• [EXERCISE TASK] Copy out every line in the entries below that contains the string "wooden". The match is case-sensitive.

• [INPUT]
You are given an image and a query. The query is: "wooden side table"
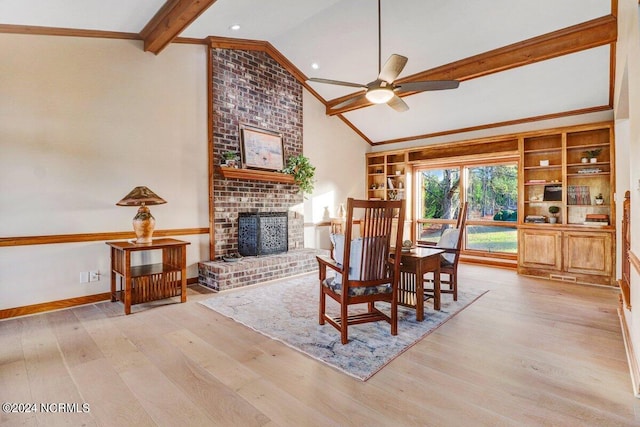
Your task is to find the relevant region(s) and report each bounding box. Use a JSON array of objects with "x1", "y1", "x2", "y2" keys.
[
  {"x1": 107, "y1": 239, "x2": 190, "y2": 314},
  {"x1": 398, "y1": 248, "x2": 444, "y2": 322}
]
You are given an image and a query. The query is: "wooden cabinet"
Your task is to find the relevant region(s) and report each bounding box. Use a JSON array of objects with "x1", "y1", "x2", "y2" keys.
[
  {"x1": 366, "y1": 122, "x2": 616, "y2": 285},
  {"x1": 518, "y1": 229, "x2": 562, "y2": 274},
  {"x1": 366, "y1": 151, "x2": 414, "y2": 240},
  {"x1": 520, "y1": 123, "x2": 615, "y2": 226},
  {"x1": 367, "y1": 152, "x2": 411, "y2": 200},
  {"x1": 518, "y1": 225, "x2": 615, "y2": 286}
]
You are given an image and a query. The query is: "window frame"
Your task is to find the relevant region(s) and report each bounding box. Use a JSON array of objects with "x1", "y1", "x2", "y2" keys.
[{"x1": 412, "y1": 154, "x2": 520, "y2": 261}]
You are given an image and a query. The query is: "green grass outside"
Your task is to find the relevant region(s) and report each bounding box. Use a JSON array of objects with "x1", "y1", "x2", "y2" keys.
[{"x1": 466, "y1": 225, "x2": 518, "y2": 254}]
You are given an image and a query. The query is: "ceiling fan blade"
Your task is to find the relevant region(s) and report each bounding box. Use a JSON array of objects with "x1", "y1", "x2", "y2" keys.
[
  {"x1": 331, "y1": 93, "x2": 366, "y2": 110},
  {"x1": 387, "y1": 95, "x2": 409, "y2": 113},
  {"x1": 378, "y1": 53, "x2": 407, "y2": 83},
  {"x1": 307, "y1": 78, "x2": 367, "y2": 89},
  {"x1": 396, "y1": 80, "x2": 460, "y2": 92}
]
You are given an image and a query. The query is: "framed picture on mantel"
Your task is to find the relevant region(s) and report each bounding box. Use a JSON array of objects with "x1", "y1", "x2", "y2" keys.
[{"x1": 240, "y1": 125, "x2": 284, "y2": 171}]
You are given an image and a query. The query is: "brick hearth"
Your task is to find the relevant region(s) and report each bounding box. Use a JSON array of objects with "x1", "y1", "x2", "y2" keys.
[
  {"x1": 205, "y1": 48, "x2": 310, "y2": 290},
  {"x1": 198, "y1": 249, "x2": 328, "y2": 291}
]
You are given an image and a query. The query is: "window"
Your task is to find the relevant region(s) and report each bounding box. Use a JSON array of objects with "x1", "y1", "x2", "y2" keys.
[
  {"x1": 416, "y1": 167, "x2": 460, "y2": 242},
  {"x1": 466, "y1": 164, "x2": 518, "y2": 254},
  {"x1": 415, "y1": 161, "x2": 518, "y2": 255}
]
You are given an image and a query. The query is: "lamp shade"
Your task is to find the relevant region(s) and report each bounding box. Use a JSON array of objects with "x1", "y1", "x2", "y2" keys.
[
  {"x1": 116, "y1": 187, "x2": 167, "y2": 244},
  {"x1": 116, "y1": 186, "x2": 167, "y2": 206}
]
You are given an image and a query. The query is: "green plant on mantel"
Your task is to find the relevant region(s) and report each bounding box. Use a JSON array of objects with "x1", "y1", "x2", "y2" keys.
[{"x1": 282, "y1": 154, "x2": 316, "y2": 194}]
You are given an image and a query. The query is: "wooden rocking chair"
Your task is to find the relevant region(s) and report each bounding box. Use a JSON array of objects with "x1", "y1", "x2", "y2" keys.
[
  {"x1": 424, "y1": 202, "x2": 467, "y2": 301},
  {"x1": 316, "y1": 198, "x2": 405, "y2": 344}
]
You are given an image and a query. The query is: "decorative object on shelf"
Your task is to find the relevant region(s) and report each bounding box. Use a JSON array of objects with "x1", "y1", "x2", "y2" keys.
[
  {"x1": 543, "y1": 185, "x2": 562, "y2": 202},
  {"x1": 583, "y1": 214, "x2": 609, "y2": 227},
  {"x1": 222, "y1": 151, "x2": 238, "y2": 168},
  {"x1": 524, "y1": 215, "x2": 547, "y2": 224},
  {"x1": 578, "y1": 168, "x2": 602, "y2": 173},
  {"x1": 116, "y1": 187, "x2": 167, "y2": 244},
  {"x1": 240, "y1": 124, "x2": 284, "y2": 171},
  {"x1": 582, "y1": 148, "x2": 602, "y2": 163},
  {"x1": 567, "y1": 185, "x2": 591, "y2": 205},
  {"x1": 282, "y1": 154, "x2": 316, "y2": 194},
  {"x1": 549, "y1": 206, "x2": 560, "y2": 224}
]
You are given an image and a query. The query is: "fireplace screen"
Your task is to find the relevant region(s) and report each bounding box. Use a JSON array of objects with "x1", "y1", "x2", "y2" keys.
[{"x1": 238, "y1": 212, "x2": 289, "y2": 256}]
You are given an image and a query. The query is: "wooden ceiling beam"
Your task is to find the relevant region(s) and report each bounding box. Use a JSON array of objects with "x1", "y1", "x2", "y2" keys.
[
  {"x1": 140, "y1": 0, "x2": 216, "y2": 55},
  {"x1": 326, "y1": 15, "x2": 618, "y2": 116}
]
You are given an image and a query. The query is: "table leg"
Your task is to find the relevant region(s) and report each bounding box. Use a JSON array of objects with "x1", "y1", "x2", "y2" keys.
[
  {"x1": 180, "y1": 245, "x2": 187, "y2": 302},
  {"x1": 433, "y1": 259, "x2": 441, "y2": 311},
  {"x1": 111, "y1": 248, "x2": 119, "y2": 302},
  {"x1": 416, "y1": 262, "x2": 424, "y2": 322},
  {"x1": 123, "y1": 251, "x2": 133, "y2": 314}
]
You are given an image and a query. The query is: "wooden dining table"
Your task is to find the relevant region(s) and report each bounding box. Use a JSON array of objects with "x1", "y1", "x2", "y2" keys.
[{"x1": 398, "y1": 247, "x2": 444, "y2": 322}]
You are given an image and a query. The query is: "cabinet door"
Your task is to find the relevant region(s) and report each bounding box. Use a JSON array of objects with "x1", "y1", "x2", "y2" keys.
[
  {"x1": 564, "y1": 231, "x2": 612, "y2": 276},
  {"x1": 518, "y1": 229, "x2": 562, "y2": 270}
]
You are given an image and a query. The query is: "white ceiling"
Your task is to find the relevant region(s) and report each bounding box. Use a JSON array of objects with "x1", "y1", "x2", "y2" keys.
[{"x1": 0, "y1": 0, "x2": 611, "y2": 143}]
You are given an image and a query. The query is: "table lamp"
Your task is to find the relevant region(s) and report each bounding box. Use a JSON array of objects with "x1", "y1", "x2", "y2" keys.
[{"x1": 116, "y1": 187, "x2": 167, "y2": 244}]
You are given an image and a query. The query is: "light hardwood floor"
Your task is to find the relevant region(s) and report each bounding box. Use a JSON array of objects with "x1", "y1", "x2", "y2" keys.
[{"x1": 0, "y1": 265, "x2": 640, "y2": 426}]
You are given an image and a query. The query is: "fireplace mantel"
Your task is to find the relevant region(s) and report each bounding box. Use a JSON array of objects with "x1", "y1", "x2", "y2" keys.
[{"x1": 217, "y1": 166, "x2": 294, "y2": 184}]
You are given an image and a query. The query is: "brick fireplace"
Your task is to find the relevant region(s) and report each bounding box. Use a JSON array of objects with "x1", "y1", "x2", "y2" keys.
[{"x1": 198, "y1": 48, "x2": 324, "y2": 289}]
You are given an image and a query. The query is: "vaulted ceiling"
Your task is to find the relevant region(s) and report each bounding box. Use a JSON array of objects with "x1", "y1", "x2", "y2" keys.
[{"x1": 0, "y1": 0, "x2": 616, "y2": 144}]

• [WRITTEN ANSWER]
You are given an image and a query. The query is: "wooden side table"
You are given an image and a query. The query is: "wooden cabinet"
You are given an image and a query. The query is: "wooden rocking chair"
You are given an image and a query. The query is: "wooden ceiling beam"
You are given an image and a query. The query is: "wooden dining table"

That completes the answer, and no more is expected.